The entries below must be reproduced exactly; their pictures are not part of the copy.

Natural-language object grounding data:

===============

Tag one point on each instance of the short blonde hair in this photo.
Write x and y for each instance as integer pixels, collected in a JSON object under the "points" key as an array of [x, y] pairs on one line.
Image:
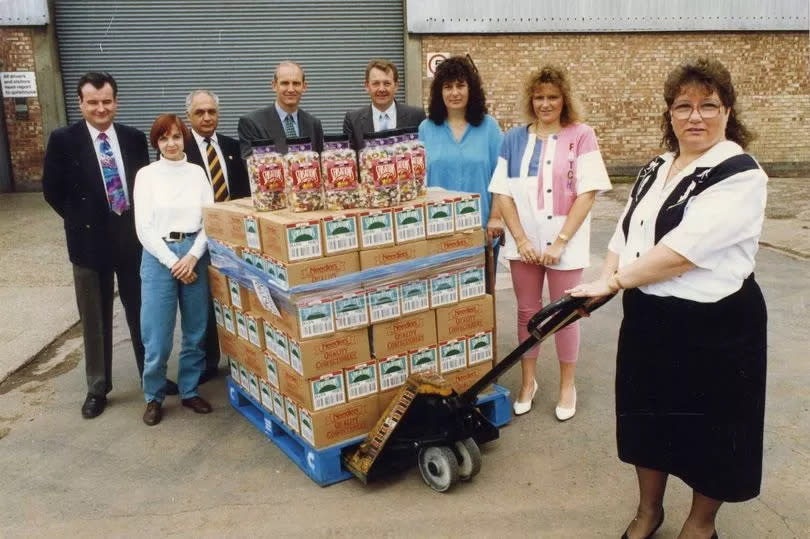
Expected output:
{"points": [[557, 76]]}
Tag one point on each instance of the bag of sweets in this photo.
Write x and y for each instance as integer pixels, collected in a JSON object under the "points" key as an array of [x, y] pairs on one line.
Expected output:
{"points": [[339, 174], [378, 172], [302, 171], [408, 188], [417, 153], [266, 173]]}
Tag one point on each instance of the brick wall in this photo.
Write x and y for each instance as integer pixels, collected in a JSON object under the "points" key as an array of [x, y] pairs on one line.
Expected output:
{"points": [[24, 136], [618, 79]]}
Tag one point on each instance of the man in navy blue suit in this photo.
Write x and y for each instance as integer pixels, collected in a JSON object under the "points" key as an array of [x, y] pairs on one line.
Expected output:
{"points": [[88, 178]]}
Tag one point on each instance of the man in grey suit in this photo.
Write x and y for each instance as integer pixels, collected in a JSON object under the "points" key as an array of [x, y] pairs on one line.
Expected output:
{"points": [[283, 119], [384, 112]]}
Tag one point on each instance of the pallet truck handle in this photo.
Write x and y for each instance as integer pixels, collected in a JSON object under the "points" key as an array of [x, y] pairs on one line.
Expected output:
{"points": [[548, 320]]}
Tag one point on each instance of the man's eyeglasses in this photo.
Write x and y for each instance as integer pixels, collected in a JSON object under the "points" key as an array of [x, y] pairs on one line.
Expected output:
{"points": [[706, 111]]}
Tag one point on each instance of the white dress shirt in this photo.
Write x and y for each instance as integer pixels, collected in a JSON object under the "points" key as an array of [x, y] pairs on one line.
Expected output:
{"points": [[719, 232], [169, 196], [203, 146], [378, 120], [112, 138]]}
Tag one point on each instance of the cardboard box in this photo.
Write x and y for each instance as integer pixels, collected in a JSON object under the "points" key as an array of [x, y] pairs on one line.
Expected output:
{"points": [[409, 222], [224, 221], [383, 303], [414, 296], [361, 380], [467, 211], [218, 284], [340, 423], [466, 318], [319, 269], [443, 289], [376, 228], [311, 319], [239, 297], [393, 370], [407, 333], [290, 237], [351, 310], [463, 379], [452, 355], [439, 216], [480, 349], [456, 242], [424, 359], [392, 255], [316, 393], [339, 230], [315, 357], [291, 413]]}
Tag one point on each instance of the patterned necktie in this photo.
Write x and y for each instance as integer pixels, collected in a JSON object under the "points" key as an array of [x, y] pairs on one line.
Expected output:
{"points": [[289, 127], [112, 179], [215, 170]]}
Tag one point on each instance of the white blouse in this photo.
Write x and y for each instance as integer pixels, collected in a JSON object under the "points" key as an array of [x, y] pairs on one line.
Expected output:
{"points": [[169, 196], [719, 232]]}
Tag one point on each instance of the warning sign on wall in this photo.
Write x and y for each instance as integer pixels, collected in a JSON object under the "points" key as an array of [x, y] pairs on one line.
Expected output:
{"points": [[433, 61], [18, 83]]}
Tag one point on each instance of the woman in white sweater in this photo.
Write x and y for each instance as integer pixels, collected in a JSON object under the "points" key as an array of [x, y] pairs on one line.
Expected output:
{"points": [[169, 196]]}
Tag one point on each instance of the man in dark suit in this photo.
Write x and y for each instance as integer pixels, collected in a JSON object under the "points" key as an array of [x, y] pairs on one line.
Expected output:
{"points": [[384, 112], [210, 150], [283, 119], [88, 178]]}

===============

- [Output below]:
Tag one point on each instance of the short blonde hair in this photo.
Write x and y for each instance as integer pixels, collected in a JSON object under the "points" key as an array of [x, y] pairs on one line.
Image:
Expected output:
{"points": [[557, 76]]}
Tag one point on each instance of the bag of sweets in this photo.
Write x and y for each instance as integer pixels, collected in a JSON object under the "points" key as an array of [x, y] pairs on one line.
Expected output:
{"points": [[339, 174], [378, 172], [302, 171], [408, 188], [417, 153], [266, 173]]}
Tag one point on each instance of the brick wall in this photo.
Write x and y for each instance as integer pixels, collected in a JSON object under the "points" key as an array of [x, y] pairs on one line.
Expected output:
{"points": [[24, 136], [618, 79]]}
Tag one point on each instance of the man in navy blue suit in this photo.
Write x and y for each instance as integer pixels, collected in a JSON object under the "points" key as an array of [x, y] pairs on one line.
Expected output:
{"points": [[88, 178]]}
Tag one point on each instance of the man in grey suit in this photo.
Write x and y for each instance as integer pixels, collected in a JSON object under the "points" key as an array of [x, y] pairs on one line.
Expected output:
{"points": [[283, 119], [384, 112]]}
Tag one point on each instance of the pallet truck handle in this photo.
Write x and y for each instance as integer pixels, collected in a JSON object under the "points" key as an array of [x, y] pairs on one line.
Expected output:
{"points": [[548, 320]]}
Tag one point on each instance of the man's eyeglasses in this photo.
Write x and y for each instance as integer pixels, collected in a JSON object under the "points" key as an array of [x, y] pairs on one line.
Expected output:
{"points": [[706, 111]]}
Tag one point on each instance of the white dress shirt in this photo.
Write x and y for each instance as integer pixels, collected in a JSON object under the "points" key as an array of [x, y] pairs on one line.
Expected output:
{"points": [[719, 232], [169, 196], [203, 146], [378, 120], [112, 138]]}
Tag one point on each instance of the cardboard box in this photo.
Write x and y for each instance as integer pixels, collected in a JSON object under the "points" key as an array of [x, y] pairs on one line.
Expected output:
{"points": [[409, 222], [224, 221], [383, 303], [414, 296], [361, 380], [467, 211], [218, 284], [340, 423], [466, 318], [319, 269], [443, 289], [376, 228], [311, 319], [239, 297], [393, 370], [407, 333], [290, 237], [351, 310], [463, 379], [452, 355], [439, 216], [480, 349], [456, 242], [424, 359], [392, 255], [316, 393], [339, 230], [315, 357], [291, 413]]}
Tag one point on each instance of the patterned necktie in this photo.
Write x and y for each instance as integer pixels, collected in a JSON object under the "points" key as an array of [x, y] pairs on one line.
Expected output:
{"points": [[289, 127], [112, 179], [215, 170]]}
Tag one point on each instance of the white blouse in this photo.
Write x and y for each instance as integer pixels, collected in a JSON object under the "points" key as an array of [x, y] pairs on one line.
Expected output:
{"points": [[169, 196], [719, 232]]}
Tag one point on each instance of the warning sign on wall in this photo.
Write x and y for each instance as integer pixels, collected in a JSON object under the "points" key as an array of [x, y] pairs on one line.
Expected output:
{"points": [[433, 61], [18, 83]]}
Tag one point on each instance of the woman in white sweater in this photo.
Write x and y for each instance as integer pixels, collected in a JSON object under the "points" key as an array of [x, y] pairs on one line.
Expected output:
{"points": [[169, 196]]}
Tag one point on each instance of the man in dark suit in this photo.
Write x and y for each instance as integer pixels, collected in a JSON object under the "points" key as an array of [x, y] pairs on one line.
Expected output:
{"points": [[384, 112], [210, 150], [283, 119], [88, 178]]}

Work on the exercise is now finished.